§ **DATA RECORDS**:

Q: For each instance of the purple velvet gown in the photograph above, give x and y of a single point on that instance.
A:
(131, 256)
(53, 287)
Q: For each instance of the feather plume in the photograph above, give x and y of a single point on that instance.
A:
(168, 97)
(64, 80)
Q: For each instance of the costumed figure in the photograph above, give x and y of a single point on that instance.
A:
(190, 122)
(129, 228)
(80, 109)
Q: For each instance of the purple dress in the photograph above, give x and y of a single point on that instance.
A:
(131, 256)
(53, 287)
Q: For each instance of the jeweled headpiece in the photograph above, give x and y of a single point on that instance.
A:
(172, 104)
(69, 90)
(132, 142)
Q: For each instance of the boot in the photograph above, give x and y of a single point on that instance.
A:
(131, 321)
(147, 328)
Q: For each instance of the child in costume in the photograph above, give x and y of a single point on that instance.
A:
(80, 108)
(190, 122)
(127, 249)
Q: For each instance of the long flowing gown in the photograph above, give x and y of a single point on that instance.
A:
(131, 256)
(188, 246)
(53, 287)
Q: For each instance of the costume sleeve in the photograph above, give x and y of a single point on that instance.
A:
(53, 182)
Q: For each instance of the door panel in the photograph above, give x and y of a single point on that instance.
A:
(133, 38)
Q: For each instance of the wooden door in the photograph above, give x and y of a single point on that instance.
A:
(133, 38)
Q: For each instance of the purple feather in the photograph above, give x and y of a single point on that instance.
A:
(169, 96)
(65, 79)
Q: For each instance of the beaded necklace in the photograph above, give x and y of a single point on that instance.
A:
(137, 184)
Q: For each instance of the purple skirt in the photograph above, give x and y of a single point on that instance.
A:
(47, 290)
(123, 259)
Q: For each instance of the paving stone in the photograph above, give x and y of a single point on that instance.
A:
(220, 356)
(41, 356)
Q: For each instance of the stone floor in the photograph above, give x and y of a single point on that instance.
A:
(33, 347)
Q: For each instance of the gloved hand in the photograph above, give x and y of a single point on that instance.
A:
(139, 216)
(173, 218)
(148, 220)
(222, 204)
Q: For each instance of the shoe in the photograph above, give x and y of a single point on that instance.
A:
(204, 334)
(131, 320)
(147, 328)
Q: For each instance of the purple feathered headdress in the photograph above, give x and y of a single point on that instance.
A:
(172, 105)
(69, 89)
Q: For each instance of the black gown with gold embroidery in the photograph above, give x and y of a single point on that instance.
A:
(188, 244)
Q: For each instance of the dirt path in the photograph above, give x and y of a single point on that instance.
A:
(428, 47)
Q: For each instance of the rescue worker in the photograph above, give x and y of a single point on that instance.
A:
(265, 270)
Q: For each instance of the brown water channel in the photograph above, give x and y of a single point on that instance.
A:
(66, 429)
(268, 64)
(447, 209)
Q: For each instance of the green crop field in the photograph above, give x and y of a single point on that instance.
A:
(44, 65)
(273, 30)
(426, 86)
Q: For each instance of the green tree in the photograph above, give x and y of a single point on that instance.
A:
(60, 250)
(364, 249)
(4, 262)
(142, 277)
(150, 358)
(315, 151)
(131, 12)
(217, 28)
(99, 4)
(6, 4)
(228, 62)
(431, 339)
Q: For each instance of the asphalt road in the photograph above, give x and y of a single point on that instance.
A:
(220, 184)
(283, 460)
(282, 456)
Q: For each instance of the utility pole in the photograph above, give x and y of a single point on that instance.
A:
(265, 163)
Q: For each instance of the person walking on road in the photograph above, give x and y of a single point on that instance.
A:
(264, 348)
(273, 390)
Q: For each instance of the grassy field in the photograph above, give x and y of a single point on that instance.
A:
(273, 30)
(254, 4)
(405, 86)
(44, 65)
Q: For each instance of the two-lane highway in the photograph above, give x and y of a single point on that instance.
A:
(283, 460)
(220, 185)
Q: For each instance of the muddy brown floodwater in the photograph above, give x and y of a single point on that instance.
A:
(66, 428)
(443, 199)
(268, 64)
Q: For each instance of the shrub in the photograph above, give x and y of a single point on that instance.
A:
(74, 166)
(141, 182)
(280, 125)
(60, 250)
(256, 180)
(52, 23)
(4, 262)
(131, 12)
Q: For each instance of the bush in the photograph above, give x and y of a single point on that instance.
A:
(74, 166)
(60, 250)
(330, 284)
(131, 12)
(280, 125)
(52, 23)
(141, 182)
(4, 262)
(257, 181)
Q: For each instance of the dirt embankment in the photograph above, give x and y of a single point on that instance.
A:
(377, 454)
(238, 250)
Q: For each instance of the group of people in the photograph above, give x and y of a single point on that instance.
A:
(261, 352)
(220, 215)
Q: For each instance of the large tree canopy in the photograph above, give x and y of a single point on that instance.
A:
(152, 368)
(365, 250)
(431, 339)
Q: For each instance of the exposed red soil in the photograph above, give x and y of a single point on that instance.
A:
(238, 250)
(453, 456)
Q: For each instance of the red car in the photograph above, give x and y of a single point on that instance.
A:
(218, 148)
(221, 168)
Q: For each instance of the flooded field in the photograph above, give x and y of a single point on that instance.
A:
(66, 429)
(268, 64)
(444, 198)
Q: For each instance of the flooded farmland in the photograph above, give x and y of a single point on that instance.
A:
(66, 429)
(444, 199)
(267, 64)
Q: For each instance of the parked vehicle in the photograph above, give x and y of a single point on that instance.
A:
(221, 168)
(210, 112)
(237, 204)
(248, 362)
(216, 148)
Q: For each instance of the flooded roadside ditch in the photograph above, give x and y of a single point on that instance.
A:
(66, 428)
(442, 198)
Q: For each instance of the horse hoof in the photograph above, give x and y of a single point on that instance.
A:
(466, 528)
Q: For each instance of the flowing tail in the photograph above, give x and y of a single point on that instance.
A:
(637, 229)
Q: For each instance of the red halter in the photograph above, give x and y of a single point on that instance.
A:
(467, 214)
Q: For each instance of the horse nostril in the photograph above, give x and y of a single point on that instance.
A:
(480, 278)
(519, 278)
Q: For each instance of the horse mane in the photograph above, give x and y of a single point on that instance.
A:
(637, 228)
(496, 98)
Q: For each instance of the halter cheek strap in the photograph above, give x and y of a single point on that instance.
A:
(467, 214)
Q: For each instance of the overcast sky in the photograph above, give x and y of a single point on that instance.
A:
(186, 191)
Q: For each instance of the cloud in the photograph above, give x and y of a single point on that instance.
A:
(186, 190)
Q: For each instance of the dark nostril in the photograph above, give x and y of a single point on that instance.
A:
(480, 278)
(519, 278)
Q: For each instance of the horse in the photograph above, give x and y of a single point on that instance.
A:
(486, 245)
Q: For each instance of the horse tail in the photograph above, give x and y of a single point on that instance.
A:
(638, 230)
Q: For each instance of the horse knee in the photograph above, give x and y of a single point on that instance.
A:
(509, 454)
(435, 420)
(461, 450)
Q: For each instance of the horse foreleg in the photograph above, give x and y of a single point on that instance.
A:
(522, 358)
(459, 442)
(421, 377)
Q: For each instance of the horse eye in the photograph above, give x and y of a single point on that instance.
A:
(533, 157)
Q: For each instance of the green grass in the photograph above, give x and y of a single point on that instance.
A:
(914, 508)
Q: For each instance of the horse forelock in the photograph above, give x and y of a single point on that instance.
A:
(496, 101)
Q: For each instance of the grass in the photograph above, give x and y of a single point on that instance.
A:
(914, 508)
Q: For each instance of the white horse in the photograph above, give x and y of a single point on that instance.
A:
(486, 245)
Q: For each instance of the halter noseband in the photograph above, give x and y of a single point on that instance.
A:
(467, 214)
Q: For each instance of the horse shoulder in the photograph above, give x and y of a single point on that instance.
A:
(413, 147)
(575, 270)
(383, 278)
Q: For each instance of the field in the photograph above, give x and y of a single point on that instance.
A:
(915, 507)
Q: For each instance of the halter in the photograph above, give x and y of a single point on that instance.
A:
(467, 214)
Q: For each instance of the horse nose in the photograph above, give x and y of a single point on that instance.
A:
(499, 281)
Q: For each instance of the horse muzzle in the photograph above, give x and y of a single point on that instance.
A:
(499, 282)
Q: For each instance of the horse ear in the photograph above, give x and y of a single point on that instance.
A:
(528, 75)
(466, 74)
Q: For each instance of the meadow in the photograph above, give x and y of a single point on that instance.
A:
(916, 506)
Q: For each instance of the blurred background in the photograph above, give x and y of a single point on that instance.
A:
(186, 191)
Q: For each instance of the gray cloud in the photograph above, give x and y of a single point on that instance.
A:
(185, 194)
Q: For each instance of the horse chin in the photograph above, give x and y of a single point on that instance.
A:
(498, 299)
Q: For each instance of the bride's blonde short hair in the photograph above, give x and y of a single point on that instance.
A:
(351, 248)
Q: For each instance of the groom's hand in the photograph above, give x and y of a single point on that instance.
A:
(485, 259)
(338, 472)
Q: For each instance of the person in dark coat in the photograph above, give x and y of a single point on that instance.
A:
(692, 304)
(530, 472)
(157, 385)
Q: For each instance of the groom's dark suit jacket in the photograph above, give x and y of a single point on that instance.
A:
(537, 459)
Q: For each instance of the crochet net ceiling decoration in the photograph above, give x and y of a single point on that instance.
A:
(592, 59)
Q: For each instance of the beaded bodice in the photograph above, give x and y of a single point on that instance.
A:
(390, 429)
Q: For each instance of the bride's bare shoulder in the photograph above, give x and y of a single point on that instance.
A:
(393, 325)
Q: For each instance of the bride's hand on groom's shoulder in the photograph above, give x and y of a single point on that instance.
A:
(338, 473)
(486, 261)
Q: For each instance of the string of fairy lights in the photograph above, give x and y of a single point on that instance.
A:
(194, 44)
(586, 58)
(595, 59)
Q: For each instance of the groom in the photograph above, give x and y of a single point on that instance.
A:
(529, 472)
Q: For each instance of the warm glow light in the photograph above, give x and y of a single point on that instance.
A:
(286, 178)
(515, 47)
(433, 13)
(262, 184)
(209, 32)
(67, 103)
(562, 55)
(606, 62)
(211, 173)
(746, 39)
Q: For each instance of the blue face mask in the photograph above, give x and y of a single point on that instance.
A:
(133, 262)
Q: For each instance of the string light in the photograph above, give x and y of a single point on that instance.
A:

§ **EXERCISE AIM**:
Select and copy every line of the listing with the word "flooded".

§ **REPLY TO THE TASK**:
Q: For each instance of the flooded field in the photograph above, give x and y of a single point on that instance.
Q: For each instance of the flooded farmland in the photograph above, give x and y of a single point on that instance.
Q: For each instance of the flooded roadside ditch in the photograph above, give x and y of a single point on that instance.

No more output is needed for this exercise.